| GOAL OF THE EXERCISE |
Arrange every line below into a Markdown table with the columns "No." and "Text", numbering the rows and skipping blank lines. Omit the pictures from the table.

| TASK DATA |
•••

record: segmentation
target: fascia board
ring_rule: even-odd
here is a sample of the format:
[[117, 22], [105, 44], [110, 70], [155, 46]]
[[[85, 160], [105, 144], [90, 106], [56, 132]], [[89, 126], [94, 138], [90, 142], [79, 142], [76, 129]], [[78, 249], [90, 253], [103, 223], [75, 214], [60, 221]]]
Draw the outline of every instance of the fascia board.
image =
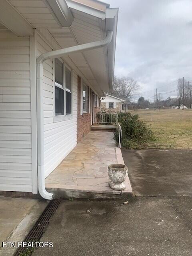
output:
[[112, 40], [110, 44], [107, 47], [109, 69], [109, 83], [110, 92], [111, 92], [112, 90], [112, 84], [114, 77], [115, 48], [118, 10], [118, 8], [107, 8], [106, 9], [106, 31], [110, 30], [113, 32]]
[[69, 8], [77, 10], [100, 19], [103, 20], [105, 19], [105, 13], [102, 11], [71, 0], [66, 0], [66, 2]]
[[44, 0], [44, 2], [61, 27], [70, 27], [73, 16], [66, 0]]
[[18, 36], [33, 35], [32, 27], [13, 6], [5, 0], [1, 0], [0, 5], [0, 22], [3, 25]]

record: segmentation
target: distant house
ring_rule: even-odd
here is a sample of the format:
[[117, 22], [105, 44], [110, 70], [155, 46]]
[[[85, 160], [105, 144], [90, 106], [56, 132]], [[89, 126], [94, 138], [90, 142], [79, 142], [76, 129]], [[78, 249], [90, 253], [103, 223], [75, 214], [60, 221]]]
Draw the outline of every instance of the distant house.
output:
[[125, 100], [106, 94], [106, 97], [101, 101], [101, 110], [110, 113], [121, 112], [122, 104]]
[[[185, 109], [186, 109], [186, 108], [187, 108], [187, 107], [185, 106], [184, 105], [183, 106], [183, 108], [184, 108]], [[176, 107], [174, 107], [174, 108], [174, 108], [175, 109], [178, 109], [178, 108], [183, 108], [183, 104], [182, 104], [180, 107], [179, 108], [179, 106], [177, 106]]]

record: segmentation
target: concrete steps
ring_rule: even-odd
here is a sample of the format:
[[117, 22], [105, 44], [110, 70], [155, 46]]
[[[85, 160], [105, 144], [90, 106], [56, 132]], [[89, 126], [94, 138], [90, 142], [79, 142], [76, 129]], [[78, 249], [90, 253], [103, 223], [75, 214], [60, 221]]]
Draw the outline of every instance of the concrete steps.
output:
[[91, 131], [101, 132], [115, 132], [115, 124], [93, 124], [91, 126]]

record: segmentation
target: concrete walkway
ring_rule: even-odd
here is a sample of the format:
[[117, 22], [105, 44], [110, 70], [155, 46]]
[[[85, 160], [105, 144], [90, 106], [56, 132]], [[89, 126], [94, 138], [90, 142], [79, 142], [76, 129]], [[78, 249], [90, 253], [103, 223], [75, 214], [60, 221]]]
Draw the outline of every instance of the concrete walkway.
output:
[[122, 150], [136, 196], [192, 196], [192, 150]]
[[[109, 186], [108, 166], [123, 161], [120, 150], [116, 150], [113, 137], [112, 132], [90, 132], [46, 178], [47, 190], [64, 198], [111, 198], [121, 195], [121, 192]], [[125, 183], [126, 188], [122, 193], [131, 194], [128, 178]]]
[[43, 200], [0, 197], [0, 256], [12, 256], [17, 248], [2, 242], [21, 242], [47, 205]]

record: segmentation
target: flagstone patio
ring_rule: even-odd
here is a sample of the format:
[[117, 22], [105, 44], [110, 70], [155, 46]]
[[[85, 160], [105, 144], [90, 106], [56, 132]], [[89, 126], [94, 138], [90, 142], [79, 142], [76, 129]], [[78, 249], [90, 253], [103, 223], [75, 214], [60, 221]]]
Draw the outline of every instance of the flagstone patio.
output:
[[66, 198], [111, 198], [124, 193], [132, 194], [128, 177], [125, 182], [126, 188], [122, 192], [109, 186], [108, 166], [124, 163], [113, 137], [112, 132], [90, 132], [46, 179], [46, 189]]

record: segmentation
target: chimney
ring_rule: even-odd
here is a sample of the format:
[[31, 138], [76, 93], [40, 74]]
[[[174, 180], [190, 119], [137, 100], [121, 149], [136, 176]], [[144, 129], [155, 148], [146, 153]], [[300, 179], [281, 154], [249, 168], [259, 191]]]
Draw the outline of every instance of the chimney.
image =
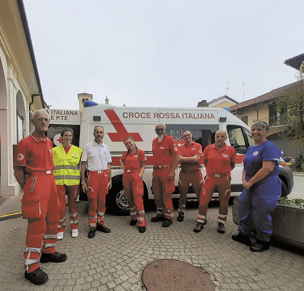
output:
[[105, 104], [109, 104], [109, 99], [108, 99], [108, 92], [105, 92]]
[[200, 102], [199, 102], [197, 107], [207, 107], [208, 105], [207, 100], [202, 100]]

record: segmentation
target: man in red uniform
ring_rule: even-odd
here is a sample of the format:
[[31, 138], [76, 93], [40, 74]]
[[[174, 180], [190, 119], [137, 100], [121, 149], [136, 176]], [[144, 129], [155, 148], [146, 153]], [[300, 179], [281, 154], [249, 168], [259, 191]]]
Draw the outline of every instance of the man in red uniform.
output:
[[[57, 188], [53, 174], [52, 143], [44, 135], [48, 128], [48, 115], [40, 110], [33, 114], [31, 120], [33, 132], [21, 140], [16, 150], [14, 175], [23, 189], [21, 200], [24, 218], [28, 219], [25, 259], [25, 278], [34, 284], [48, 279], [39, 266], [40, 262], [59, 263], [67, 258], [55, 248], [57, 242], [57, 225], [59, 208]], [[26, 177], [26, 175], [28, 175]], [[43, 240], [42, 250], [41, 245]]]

•••

| RESULT OF THE TASK |
| No. | Text |
|---|---|
| 1 | record: segmentation |
| 2 | target: fascia board |
| 3 | ring_rule: even-odd |
| 4 | here is a sample of the format: |
| 5 | [[117, 22], [105, 44], [110, 70], [155, 46]] |
| 6 | [[[85, 160], [105, 144], [90, 106], [56, 132]], [[89, 126], [94, 138], [90, 142], [79, 142], [76, 129]], [[78, 249], [90, 253], [103, 223], [75, 214], [60, 221]]] |
| 7 | Draw the outline of every instance of the fascia board. |
| 8 | image = |
| 9 | output: |
| 10 | [[112, 40], [110, 44], [107, 47], [109, 69], [109, 83], [110, 92], [111, 92], [112, 90], [112, 84], [114, 77], [115, 48], [118, 10], [118, 8], [107, 8], [106, 9], [106, 31], [110, 30], [113, 32]] |
| 11 | [[69, 8], [77, 10], [100, 19], [103, 20], [105, 19], [105, 13], [102, 11], [71, 0], [66, 0], [66, 2]] |
| 12 | [[44, 0], [44, 2], [61, 27], [70, 27], [73, 16], [66, 0]] |
| 13 | [[18, 36], [33, 35], [32, 27], [13, 6], [5, 0], [1, 0], [0, 5], [0, 22], [3, 25]] |
| 14 | record: segmentation |
| 15 | target: distant house |
| 16 | ring_rule: even-odd |
| 17 | here is a sample of the format: |
| 18 | [[117, 22], [105, 44], [110, 70], [155, 46]] |
| 19 | [[[85, 160], [105, 144], [90, 106], [56, 132]], [[89, 126], [94, 138], [90, 142], [79, 142], [76, 129]], [[78, 249], [90, 253], [103, 223], [75, 214], [60, 221]]] |
| 20 | Draw the outline of every instance of the distant house. |
| 21 | output: |
| 22 | [[125, 100], [106, 94], [106, 97], [101, 101], [101, 110], [110, 113], [121, 112], [122, 104]] |
| 23 | [[[185, 109], [186, 109], [186, 108], [187, 108], [187, 107], [185, 106], [184, 105], [183, 106], [183, 108], [184, 108]], [[176, 107], [174, 107], [174, 108], [174, 108], [175, 109], [178, 109], [178, 108], [183, 108], [183, 104], [182, 104], [180, 107], [179, 108], [179, 106], [177, 106]]] |
| 24 | record: segmentation |
| 25 | target: concrete steps |
| 26 | ring_rule: even-odd |
| 27 | here is a sample of the format: |
| 28 | [[117, 22], [105, 44], [110, 70], [155, 46]] |
| 29 | [[[85, 160], [105, 144], [90, 106], [56, 132]], [[89, 126], [94, 138], [90, 142], [79, 142], [76, 129]], [[78, 249], [90, 253], [103, 223], [75, 214], [60, 221]]] |
| 30 | Draw the outline of every instance of the concrete steps. |
| 31 | output: |
| 32 | [[91, 131], [101, 132], [115, 132], [115, 124], [93, 124], [91, 126]] |
| 33 | record: segmentation |
| 34 | target: concrete walkway |
| 35 | ring_rule: even-odd |
| 36 | here is a sample of the format: |
| 37 | [[117, 22], [105, 44], [110, 70], [155, 46]] |
| 38 | [[[85, 160], [105, 144], [90, 106], [56, 132]], [[89, 126], [94, 138], [90, 142], [79, 142], [76, 129]], [[78, 249], [90, 253], [103, 223], [75, 214], [60, 221]]] |
| 39 | Draw the outline of every instance of the concrete walkway. |
| 40 | output: |
| 41 | [[122, 150], [136, 196], [192, 196], [192, 150]] |
| 42 | [[[109, 186], [108, 166], [123, 161], [120, 150], [116, 150], [113, 137], [112, 132], [90, 132], [46, 178], [47, 190], [64, 198], [111, 198], [121, 195], [121, 192]], [[125, 183], [126, 188], [122, 193], [131, 194], [128, 178]]] |
| 43 | [[43, 200], [0, 197], [0, 256], [12, 256], [17, 248], [2, 242], [21, 242], [47, 205]] |
| 44 | record: segmentation |
| 45 | target: flagstone patio |
| 46 | ring_rule: even-odd |
| 47 | here is a sample of the format: |
| 48 | [[117, 22], [105, 44], [110, 70], [155, 46]] |
| 49 | [[[85, 160], [105, 144], [90, 106], [56, 132]], [[89, 126], [94, 138], [90, 142], [79, 142], [76, 129]], [[78, 249], [90, 253], [103, 223], [75, 214], [60, 221]]] |
| 50 | Draw the outline of every instance of the flagstone patio. |
| 51 | output: |
| 52 | [[66, 198], [111, 198], [124, 193], [132, 194], [128, 177], [125, 182], [126, 188], [122, 192], [109, 186], [108, 166], [124, 163], [113, 137], [112, 132], [90, 132], [46, 179], [46, 189]] |
| 53 | record: segmentation |
| 54 | target: chimney |
| 55 | ring_rule: even-odd |
| 56 | here is a sample of the format: |
| 57 | [[31, 138], [76, 93], [40, 74]] |
| 58 | [[[174, 180], [190, 119], [137, 100], [121, 149], [136, 176]], [[144, 129], [155, 148], [146, 153]], [[300, 179], [281, 154], [249, 168], [259, 191]]] |
| 59 | Draw the outline of every instance of the chimney. |
| 60 | image = |
| 61 | output: |
| 62 | [[105, 104], [109, 104], [109, 99], [108, 99], [108, 92], [105, 92]] |
| 63 | [[200, 102], [199, 102], [197, 107], [207, 107], [208, 105], [207, 100], [202, 100]] |
| 64 | record: segmentation |
| 65 | target: man in red uniform |
| 66 | ring_rule: even-odd |
| 67 | here is a sample of the format: |
| 68 | [[31, 138], [76, 93], [40, 74]] |
| 69 | [[[174, 180], [190, 119], [137, 100], [121, 149], [136, 176]], [[144, 129], [155, 148], [146, 153]], [[300, 179], [281, 154], [249, 168], [259, 191]]] |
| 70 | Draw the outline of every instance of the man in red uniform. |
| 71 | output: |
| 72 | [[[57, 188], [53, 174], [52, 143], [44, 135], [48, 128], [48, 115], [40, 110], [33, 114], [31, 120], [33, 132], [21, 140], [16, 150], [14, 175], [23, 189], [21, 200], [24, 218], [28, 219], [25, 259], [25, 278], [34, 284], [48, 279], [39, 266], [40, 262], [59, 263], [67, 258], [55, 248], [57, 242], [57, 225], [59, 208]], [[26, 177], [26, 175], [28, 175]], [[43, 240], [42, 250], [41, 245]]] |